§ **List of tasks**:
a – Reproduce the editorial from "What is true" to "the contrast clearly.", switching "international community" to "global community".
b – List every line in the records that contains the string "dome".

§ **Quoted passage**:
* * * * * * *
Xi'an injects multilateral clean stream while Hiroshima dumps political sewage: Global Times editorial
Published: May 18, 2023 11:43 PM
Photo: VCG

Photo: VCG

What is true multilateralism and what is pseudo-multilateralism? China's Xi'an on Thursday and Japan's Hiroshima on Friday provide two samples. The China-Central Asia Summit and the Group of Seven (G7) Summit held in these two cities respectively are vivid and accurate representation and illustration. The international community can see the contrast clearly.

The leaders of China and the five Central Asian countries are meeting in Xi'an, the eastern starting point of the ancient Silk Road. The profound meaning it represents transcends time, space and national boundaries. The six countries trade with each other, have friendly exchanges in diplomacy, and learn from each other in culture. This kind of communication mode of openness, tolerance, mutual respect, equality and mutual benefit has continued from the ancient Silk Road to today's "Belt and Road," showing a strong vitality and charisma.

This is true multilateralism, which is deeply rooted and popular in the world. It is committed to tackling challenges through cooperation, addressing issues that matter to all through consultation, and pursuing unity rather than division, cooperation rather than confrontation. The China-Central Asia Summit is a concrete practice of true multilateralism. It not only promotes the development of relations between China and Central Asian countries, but also injects a clear stream into the complicated and turbulent international situation where some people deliberately muddle the water. As a result, Xi'an, the ancient capital of thousands of years, presents a new look.
* * * * * * *
§ **Records shown**:
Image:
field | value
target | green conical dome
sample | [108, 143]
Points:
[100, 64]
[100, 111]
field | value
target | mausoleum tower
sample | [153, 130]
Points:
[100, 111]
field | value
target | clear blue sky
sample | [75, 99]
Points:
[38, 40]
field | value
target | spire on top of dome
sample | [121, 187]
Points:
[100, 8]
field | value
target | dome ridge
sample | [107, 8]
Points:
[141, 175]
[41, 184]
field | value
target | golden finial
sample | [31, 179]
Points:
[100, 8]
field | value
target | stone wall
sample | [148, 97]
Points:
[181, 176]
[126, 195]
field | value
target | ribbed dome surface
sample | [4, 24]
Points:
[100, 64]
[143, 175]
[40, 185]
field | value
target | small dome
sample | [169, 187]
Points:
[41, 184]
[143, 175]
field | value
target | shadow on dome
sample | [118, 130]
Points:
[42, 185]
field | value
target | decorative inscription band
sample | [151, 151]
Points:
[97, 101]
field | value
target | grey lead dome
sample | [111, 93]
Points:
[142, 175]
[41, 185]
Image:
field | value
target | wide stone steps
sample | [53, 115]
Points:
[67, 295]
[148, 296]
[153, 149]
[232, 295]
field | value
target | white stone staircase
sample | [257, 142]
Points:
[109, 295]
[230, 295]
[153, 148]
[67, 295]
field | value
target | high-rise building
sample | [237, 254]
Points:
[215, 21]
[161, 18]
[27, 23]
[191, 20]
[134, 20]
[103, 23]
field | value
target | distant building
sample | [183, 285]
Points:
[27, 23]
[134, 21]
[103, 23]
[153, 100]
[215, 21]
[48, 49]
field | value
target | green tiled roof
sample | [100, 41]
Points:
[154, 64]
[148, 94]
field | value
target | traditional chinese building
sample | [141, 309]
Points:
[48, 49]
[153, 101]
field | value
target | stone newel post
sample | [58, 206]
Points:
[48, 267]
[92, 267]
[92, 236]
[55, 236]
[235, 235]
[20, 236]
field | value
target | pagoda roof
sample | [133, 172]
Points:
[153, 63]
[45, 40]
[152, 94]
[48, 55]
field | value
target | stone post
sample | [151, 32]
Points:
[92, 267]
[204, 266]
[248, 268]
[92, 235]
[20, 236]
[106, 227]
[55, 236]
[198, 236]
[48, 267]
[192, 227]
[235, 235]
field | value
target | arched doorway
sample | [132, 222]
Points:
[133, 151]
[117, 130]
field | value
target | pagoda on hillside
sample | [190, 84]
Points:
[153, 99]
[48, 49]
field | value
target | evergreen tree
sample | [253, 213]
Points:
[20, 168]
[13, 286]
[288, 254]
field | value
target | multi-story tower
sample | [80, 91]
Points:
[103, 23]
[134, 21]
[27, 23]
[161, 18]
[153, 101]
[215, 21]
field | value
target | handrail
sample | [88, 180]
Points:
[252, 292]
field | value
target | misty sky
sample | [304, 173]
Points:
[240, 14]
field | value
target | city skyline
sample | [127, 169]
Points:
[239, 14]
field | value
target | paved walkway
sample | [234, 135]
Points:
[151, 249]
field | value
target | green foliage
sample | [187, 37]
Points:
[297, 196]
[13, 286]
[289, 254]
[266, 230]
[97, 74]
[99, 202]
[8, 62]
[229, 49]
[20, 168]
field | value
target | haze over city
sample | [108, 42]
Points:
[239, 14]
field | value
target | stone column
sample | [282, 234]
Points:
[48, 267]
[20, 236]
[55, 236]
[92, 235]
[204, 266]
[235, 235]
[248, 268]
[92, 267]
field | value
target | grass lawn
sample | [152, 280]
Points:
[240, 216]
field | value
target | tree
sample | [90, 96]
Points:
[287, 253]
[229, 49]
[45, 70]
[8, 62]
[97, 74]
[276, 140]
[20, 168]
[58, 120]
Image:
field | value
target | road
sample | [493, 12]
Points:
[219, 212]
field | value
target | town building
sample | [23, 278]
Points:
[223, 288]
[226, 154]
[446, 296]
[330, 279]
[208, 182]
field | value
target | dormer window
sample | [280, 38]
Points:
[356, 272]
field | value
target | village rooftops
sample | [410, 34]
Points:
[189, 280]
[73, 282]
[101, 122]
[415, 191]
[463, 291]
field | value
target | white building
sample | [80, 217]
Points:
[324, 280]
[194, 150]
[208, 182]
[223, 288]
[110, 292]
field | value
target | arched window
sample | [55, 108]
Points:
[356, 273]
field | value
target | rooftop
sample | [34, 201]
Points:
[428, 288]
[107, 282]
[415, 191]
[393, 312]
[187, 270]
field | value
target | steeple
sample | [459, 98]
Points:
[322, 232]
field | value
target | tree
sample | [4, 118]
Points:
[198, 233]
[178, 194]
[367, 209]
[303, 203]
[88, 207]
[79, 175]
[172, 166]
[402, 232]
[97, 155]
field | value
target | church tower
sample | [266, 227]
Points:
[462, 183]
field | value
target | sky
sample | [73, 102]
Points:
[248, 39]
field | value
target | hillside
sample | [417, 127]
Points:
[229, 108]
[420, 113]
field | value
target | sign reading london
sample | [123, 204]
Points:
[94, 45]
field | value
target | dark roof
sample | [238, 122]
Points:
* * * * * * *
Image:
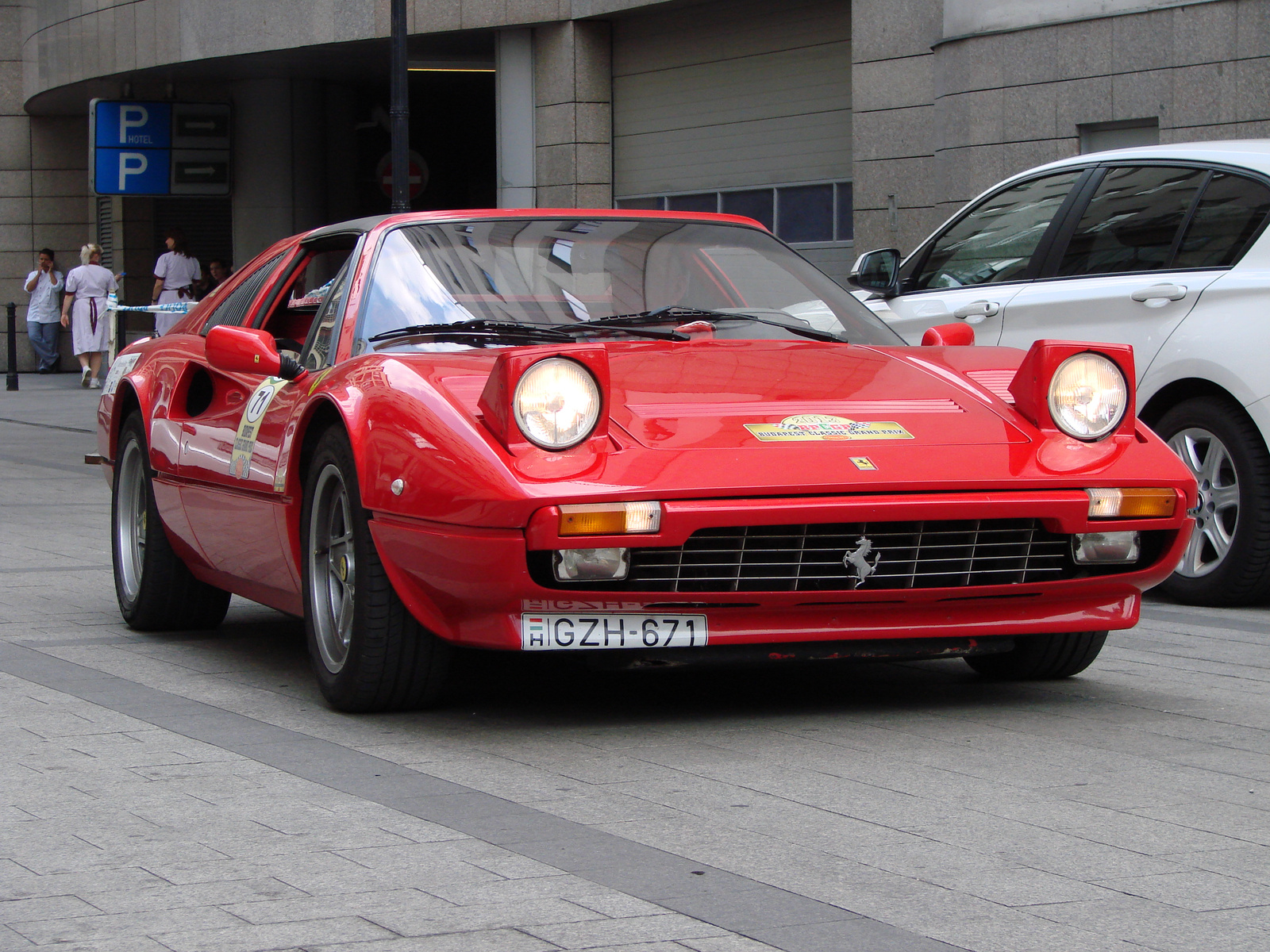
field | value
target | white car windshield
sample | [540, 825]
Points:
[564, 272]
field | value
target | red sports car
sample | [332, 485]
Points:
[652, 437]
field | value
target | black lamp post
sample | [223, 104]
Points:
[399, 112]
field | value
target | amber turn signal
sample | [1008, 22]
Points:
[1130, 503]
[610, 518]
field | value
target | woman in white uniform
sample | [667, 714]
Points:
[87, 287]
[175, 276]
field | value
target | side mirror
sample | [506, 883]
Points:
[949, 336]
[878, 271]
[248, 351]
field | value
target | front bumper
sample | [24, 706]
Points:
* * * * * * *
§ **Responses in order**:
a –
What is true multilateralism and what is pseudo-multilateralism? China's Xi'an on Thursday and Japan's Hiroshima on Friday provide two samples. The China-Central Asia Summit and the Group of Seven (G7) Summit held in these two cities respectively are vivid and accurate representation and illustration. The global community can see the contrast clearly.

b –
target | green conical dome
target | spire on top of dome
target | dome ridge
target | ribbed dome surface
target | small dome
target | shadow on dome
target | grey lead dome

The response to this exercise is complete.